• **Entries shown**:
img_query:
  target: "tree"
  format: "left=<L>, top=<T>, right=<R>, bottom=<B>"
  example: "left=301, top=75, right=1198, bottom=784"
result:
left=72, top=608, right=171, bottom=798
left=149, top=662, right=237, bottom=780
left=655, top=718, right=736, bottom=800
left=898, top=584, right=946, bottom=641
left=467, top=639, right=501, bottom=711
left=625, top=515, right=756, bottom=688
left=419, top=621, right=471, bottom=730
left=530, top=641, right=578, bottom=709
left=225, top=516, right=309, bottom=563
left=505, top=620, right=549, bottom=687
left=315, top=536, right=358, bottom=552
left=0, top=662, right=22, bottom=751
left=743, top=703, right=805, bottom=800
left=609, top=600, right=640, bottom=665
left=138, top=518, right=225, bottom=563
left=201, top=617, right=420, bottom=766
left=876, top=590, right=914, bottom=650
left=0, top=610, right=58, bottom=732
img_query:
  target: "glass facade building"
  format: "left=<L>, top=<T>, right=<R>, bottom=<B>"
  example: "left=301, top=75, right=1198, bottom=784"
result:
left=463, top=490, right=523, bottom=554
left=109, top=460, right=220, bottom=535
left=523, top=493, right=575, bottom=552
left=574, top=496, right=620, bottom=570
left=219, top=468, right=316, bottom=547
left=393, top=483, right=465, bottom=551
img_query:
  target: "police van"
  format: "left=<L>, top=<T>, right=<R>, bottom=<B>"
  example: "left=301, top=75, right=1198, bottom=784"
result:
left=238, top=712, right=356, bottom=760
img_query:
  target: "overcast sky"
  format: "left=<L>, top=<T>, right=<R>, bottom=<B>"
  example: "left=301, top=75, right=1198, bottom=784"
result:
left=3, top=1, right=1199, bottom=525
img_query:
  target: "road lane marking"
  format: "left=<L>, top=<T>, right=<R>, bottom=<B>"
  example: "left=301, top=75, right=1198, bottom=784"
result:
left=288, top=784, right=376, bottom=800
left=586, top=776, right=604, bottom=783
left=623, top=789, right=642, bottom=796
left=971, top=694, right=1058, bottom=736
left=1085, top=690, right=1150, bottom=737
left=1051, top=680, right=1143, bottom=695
* * *
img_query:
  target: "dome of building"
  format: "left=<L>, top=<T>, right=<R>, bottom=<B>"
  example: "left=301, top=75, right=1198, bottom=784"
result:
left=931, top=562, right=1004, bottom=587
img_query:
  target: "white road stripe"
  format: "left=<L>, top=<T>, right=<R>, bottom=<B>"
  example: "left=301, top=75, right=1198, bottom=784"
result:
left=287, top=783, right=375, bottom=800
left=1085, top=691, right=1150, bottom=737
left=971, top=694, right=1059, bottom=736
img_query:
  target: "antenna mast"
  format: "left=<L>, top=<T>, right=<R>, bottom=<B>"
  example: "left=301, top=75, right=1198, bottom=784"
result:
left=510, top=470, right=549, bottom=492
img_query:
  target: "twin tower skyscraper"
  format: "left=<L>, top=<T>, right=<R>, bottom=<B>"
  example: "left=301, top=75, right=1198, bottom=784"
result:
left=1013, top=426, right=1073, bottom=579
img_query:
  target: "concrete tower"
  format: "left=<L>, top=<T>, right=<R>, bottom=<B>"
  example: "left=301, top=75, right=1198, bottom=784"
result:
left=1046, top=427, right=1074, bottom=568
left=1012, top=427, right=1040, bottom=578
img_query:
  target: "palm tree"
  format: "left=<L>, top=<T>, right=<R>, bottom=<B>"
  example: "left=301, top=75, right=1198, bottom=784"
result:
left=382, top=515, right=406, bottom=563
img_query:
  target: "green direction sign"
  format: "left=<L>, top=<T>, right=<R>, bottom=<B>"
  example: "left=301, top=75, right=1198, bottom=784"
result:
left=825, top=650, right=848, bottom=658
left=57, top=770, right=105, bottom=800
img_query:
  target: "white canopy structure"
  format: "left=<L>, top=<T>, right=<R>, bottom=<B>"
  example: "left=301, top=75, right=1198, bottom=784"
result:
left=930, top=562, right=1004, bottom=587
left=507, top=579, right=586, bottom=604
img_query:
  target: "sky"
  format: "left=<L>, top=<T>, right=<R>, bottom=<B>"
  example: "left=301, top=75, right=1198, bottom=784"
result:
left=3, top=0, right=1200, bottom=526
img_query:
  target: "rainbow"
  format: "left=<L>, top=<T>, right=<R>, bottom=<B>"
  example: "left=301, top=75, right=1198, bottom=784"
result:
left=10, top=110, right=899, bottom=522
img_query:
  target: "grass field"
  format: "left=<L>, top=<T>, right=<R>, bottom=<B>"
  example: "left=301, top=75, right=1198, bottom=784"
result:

• **Description of the task**:
Return every line from the entries above that includes the word "tower".

• **Task output**:
  target: "twin tower skyscraper"
  target: "concrete tower"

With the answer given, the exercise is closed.